Extract each line of the data below that contains the string "hand". Case matters.

(Record extracts)
=======

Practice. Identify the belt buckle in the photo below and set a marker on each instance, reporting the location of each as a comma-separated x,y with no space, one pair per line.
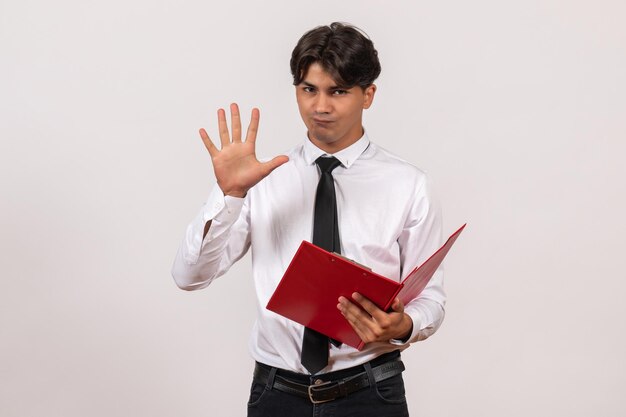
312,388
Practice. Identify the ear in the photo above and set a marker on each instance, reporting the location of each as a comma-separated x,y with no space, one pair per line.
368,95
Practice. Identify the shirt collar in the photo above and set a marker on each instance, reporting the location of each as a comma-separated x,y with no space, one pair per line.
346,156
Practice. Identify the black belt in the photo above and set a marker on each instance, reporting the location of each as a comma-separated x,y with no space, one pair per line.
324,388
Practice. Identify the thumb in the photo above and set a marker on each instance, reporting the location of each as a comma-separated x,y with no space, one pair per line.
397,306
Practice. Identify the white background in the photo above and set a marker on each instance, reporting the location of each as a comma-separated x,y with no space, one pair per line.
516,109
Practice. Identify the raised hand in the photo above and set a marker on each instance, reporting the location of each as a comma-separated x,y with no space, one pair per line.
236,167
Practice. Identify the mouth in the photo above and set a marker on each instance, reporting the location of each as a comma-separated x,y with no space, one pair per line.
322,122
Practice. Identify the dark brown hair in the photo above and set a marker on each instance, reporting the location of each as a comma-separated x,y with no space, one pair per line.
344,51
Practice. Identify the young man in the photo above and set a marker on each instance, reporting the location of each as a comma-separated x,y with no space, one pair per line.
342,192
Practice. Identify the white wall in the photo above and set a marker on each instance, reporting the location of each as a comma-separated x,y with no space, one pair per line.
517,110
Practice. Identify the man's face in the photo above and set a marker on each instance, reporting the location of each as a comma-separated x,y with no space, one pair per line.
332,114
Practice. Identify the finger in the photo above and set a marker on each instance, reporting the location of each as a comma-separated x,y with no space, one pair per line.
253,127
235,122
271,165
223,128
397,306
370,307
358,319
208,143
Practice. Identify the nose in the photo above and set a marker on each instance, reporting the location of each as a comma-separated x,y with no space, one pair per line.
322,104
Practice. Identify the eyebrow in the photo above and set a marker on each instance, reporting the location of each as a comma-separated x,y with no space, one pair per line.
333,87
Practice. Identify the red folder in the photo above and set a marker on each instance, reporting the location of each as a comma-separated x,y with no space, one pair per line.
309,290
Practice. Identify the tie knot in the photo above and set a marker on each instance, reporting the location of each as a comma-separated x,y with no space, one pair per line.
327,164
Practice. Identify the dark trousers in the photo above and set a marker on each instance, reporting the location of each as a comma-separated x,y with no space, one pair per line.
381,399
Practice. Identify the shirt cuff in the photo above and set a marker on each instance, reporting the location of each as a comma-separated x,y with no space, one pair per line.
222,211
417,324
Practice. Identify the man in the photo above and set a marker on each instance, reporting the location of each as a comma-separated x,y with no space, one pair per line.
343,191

=======

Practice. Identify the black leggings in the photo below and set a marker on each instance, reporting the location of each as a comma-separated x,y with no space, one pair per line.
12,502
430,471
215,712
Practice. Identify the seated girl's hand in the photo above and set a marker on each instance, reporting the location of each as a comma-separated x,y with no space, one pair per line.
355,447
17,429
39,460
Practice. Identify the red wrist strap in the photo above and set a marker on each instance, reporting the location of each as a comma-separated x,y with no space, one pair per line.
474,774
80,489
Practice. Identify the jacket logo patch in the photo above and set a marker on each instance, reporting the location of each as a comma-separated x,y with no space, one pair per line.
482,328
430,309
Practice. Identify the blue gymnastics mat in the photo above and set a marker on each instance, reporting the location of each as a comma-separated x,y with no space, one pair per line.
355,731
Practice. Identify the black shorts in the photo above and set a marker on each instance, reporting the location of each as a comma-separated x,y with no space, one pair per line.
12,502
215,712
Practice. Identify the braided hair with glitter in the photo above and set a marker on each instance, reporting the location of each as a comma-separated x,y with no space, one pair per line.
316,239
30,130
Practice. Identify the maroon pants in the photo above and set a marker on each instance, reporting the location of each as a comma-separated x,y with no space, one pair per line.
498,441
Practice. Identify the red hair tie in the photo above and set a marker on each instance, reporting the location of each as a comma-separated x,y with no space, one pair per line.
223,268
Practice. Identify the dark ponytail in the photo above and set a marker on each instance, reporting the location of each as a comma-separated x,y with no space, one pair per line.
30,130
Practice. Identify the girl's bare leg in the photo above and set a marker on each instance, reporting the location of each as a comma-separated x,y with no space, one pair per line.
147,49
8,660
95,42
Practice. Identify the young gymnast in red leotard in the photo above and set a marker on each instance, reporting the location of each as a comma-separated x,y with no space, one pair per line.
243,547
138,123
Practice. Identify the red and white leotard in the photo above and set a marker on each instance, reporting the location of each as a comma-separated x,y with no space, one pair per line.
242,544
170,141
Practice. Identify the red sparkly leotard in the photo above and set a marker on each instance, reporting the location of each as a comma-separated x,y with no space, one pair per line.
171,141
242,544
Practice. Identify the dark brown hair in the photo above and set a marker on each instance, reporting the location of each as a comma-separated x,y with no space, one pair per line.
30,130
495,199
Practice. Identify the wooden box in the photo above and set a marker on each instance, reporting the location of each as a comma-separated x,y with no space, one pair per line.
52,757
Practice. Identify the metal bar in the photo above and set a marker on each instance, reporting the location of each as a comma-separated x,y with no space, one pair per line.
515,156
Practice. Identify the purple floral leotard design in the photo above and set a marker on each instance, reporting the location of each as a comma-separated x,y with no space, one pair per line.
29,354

=======

(Task answer)
Practice. Identify the raised hand in the photo above and set a marker on each instance, reporting the location of each as a comma-separated x,y with no space, one pair per line.
Practice. Identify the seated girl's hand in the photo above and set a marker on each instance, reporting the location of each as a comma-separated x,y with no space, one pair per line.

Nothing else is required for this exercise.